● Written instruction
Rewrite every entry below, replacing "Point out" with "Mark" and leaving everything else unchanged. Omit the pictures from your answer.
#####
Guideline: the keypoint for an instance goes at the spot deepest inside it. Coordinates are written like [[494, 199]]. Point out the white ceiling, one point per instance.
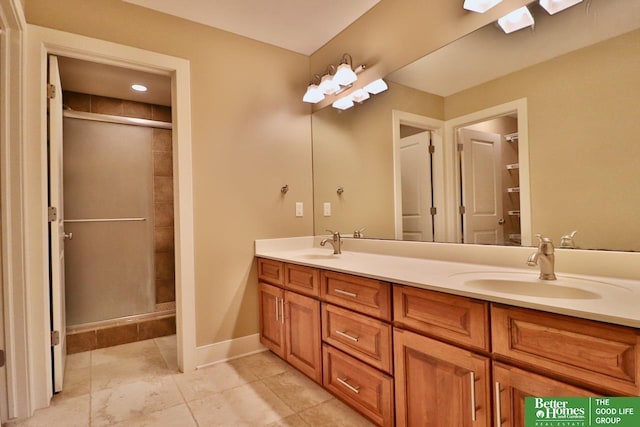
[[488, 53], [302, 26]]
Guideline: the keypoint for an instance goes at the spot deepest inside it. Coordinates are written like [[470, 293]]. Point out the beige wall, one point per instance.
[[397, 32], [354, 149], [249, 139], [583, 127]]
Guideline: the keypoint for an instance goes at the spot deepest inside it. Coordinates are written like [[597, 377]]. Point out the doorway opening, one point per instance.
[[115, 223], [490, 181]]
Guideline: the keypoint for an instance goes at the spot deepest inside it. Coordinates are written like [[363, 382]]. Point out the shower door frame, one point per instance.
[[40, 43]]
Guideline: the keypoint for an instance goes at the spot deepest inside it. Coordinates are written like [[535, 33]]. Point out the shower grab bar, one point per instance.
[[105, 220]]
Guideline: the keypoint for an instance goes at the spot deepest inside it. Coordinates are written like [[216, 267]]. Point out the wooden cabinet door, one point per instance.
[[512, 385], [439, 385], [303, 339], [271, 307]]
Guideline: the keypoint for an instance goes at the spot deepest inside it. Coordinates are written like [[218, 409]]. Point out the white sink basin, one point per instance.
[[519, 283]]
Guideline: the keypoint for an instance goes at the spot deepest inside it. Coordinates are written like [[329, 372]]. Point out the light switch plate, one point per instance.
[[327, 209]]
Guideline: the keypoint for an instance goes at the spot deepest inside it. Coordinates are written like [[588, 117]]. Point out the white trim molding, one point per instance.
[[228, 350], [15, 401], [40, 43]]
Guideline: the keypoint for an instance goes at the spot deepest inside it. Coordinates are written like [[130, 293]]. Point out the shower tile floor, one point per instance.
[[138, 384]]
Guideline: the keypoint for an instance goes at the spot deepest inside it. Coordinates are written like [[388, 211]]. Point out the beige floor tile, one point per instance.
[[133, 400], [177, 416], [335, 414], [263, 364], [290, 421], [212, 379], [128, 370], [122, 352], [78, 360], [72, 412], [296, 390], [248, 405]]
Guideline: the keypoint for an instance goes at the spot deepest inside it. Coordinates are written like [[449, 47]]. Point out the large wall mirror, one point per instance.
[[563, 101]]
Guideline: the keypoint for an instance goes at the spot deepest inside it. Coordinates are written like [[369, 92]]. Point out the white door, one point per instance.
[[56, 227], [415, 166], [481, 187]]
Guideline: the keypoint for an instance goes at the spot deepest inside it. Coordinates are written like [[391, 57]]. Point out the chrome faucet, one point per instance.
[[544, 257], [336, 242]]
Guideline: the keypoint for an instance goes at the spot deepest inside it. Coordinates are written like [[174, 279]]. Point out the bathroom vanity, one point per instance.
[[408, 340]]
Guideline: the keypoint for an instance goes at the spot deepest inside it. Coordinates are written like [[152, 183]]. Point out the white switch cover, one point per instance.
[[327, 208]]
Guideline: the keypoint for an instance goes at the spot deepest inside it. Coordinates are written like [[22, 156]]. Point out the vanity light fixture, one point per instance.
[[516, 20], [480, 6], [555, 6]]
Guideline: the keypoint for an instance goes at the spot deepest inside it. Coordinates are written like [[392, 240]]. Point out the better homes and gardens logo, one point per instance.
[[582, 411]]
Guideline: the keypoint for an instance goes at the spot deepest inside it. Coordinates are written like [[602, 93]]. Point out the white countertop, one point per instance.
[[607, 299]]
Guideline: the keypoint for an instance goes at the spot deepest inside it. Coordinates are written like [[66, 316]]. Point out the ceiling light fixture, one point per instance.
[[555, 6], [334, 81], [516, 20], [480, 6]]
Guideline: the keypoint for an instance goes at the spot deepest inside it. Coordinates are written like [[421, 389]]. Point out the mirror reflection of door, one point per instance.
[[490, 204], [417, 191]]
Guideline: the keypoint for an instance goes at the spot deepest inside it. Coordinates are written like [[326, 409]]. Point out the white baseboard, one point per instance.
[[227, 350]]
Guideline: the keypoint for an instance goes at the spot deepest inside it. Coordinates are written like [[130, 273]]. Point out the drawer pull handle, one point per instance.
[[472, 379], [347, 336], [355, 389], [346, 293], [498, 409]]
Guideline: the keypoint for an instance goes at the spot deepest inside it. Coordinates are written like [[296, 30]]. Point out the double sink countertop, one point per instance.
[[606, 299]]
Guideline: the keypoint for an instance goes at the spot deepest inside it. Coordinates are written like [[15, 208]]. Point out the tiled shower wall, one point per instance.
[[163, 226]]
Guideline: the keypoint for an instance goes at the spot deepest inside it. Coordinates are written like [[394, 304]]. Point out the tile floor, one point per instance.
[[138, 384]]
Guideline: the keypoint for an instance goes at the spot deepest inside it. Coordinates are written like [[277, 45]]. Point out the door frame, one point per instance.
[[453, 168], [12, 277], [40, 43], [436, 127]]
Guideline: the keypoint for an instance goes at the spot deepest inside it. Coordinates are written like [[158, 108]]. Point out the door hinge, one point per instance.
[[55, 338], [51, 91], [52, 213]]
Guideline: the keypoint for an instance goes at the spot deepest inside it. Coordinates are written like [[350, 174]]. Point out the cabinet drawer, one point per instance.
[[456, 319], [271, 271], [600, 355], [360, 336], [367, 296], [305, 280], [366, 389]]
#####
● Answer to this task
Guideline: the keypoint for an instance goes at the spot deepest inside it. Coordinates are written like [[494, 199]]. Mark the white ceiling, one point per instance.
[[488, 53], [302, 26]]
Guideline: the keypoint for an instance goes at the spot deepest inside it. Coordinates are written like [[470, 293]]. Mark the beige wall, one point per instance.
[[397, 32], [354, 149], [249, 139], [583, 127]]
Guideline: the keypoint for an instance goes at the spot deepest inside it. Coordinates are written like [[597, 377]]. Mark the doorway opening, one point per instance.
[[115, 223], [490, 181]]
Guideline: the keypoint for an instance goes at the spot deepest inside it. Coordinates are written like [[363, 382]]. Mark the shower door frame, one point per instance.
[[40, 43]]
Guideline: the keypoint for an instance goes at the spot deepest inside it. Coordinates are written like [[535, 33]]. Mark the shower grab bar, one point per instance.
[[105, 220]]
Guideline: the keypoint for an instance goes at the spot deepest inside it. Coordinates are written like [[216, 267]]. Mark the wooden cabinet door, one point per instance.
[[512, 385], [439, 385], [303, 339], [271, 307]]
Guideline: the keypoint for an instance goes at the spot deepest inside it. Coordinates are written like [[218, 409]]. Mark the white sink basin, one point per instance.
[[519, 283]]
Guideline: the keypoint for an instance goes at the spot deepest inside it. Coordinates are written like [[329, 372]]. Mark the light switch plate, one point per instance.
[[327, 209]]
Guideline: the keypoint for an instance goes at the spot deepest inside it. Coordinates are written like [[588, 117]]. Mark the white trim molding, one point per instance.
[[228, 350], [15, 401], [40, 43]]
Guideline: the keypoint for an instance goes at the spot deepest inside it. Coordinates are written like [[130, 293]]. Mark the shower tile floor, one point per instance.
[[138, 384]]
Guideline: the keypoint for an instance goes at the spot deepest inside it. Coordinates are written like [[388, 211]]. Mark the beige floor tile, one point per instance.
[[133, 400], [177, 416], [335, 414], [263, 364], [290, 421], [212, 379], [128, 370], [122, 352], [78, 360], [72, 412], [296, 390], [248, 405]]
Guideline: the keypoint for an instance goes at the spot deepest inside it. Coordinates are written like [[449, 47]]. Mark the large wall mirror, one point per instance.
[[563, 101]]
Guideline: the keypoint for an instance goes at the spot deepest inside it. Coordinates are written like [[369, 92]]. Mark the white door, one point per instance.
[[56, 227], [415, 166], [481, 187]]
Guideline: the keypoint for an instance goes at the spot deepest inside it. Coordinates are written like [[391, 57]]. Mark the chrome faucet, one point per instance.
[[544, 257], [336, 242]]
Guideline: the keypoint for an instance goes at the spot deepest inside it. Coordinates are written like [[174, 279]]. Mark the bathroom vanity, one point per instance.
[[408, 340]]
Guideline: the keypoint for an instance goes at the spot deepest inside it. Coordinates are written like [[152, 183]]. Mark the white switch cover, one point per instance.
[[327, 208]]
Guideline: the keypoint for an instance goes at the spot deepest inside it. Coordinates are written like [[22, 156]]. Mark the vanity light fixture, one point per instance.
[[516, 20], [480, 6], [555, 6]]
Guideline: the keypoint for an instance goes at the spot deepest inside it. Coordinates are written like [[392, 240]]. Mark the better homes and gardens logo, one point per instance.
[[582, 411]]
Guideline: the keypoint for an instance goes at the spot deepest inside it. Coordinates are written like [[602, 93]]. Mark the white countertop, one point per instance.
[[607, 299]]
Guideline: the keypoint for an instance goes at the spot deepest inside it. Coordinates are written like [[66, 316]]. Mark the ceiling light fixture, one point per instance.
[[555, 6], [334, 81], [516, 20], [480, 6]]
Guideline: the keypoint for an instance goes at the spot deepest inside it. Coordinates are written like [[421, 389]]. Mark the mirror reflection of door, one point per instance.
[[490, 204], [417, 191]]
Guideline: the keypoint for an instance goes at the spot deepest inside it. Coordinates are written like [[326, 409]]. Mark the white baseboard, one point per instance.
[[227, 350]]
Guideline: the keypoint for an instance goes at the spot deepest inside it. Coordinates are written like [[130, 273]]. Mark the drawer pull handle, one point per instance.
[[472, 379], [347, 336], [355, 389], [346, 293], [498, 409]]
Guideline: the keypoint for an instance goes at the spot deepest inside it. Coordinates are written like [[296, 30]]. Mark the double sink countertop, one point per instance.
[[606, 299]]
Guideline: the keypoint for an instance goes at the spot deepest inside it. Coordinates are written like [[15, 208]]. Mark the tiled shower wall, one point per instance.
[[163, 226]]
Guideline: the keypoint for an instance goes at the spot deepest inside it. Coordinates are written like [[394, 304]]. Mark the tile floor, one point per instance.
[[138, 384]]
Guideline: the keypoint for an instance goes at the spot deepest inside it. Coordinates are written like [[277, 45]]. Mark the door frame, one point per instance.
[[453, 168], [12, 277], [40, 43], [436, 127]]
Guideline: the keypoint for an instance goes at the spot deepest inside it. Coordinates are written like [[158, 108]]. Mark the door hinge, one point per instance.
[[55, 338], [51, 91], [52, 213]]
Guideline: the keypoint for an instance goes at the spot deepest inside it. Coordinates are written like [[350, 174]]. Mark the cabinet drawer, one point per instance.
[[456, 319], [271, 271], [600, 355], [360, 336], [367, 296], [305, 280], [366, 389]]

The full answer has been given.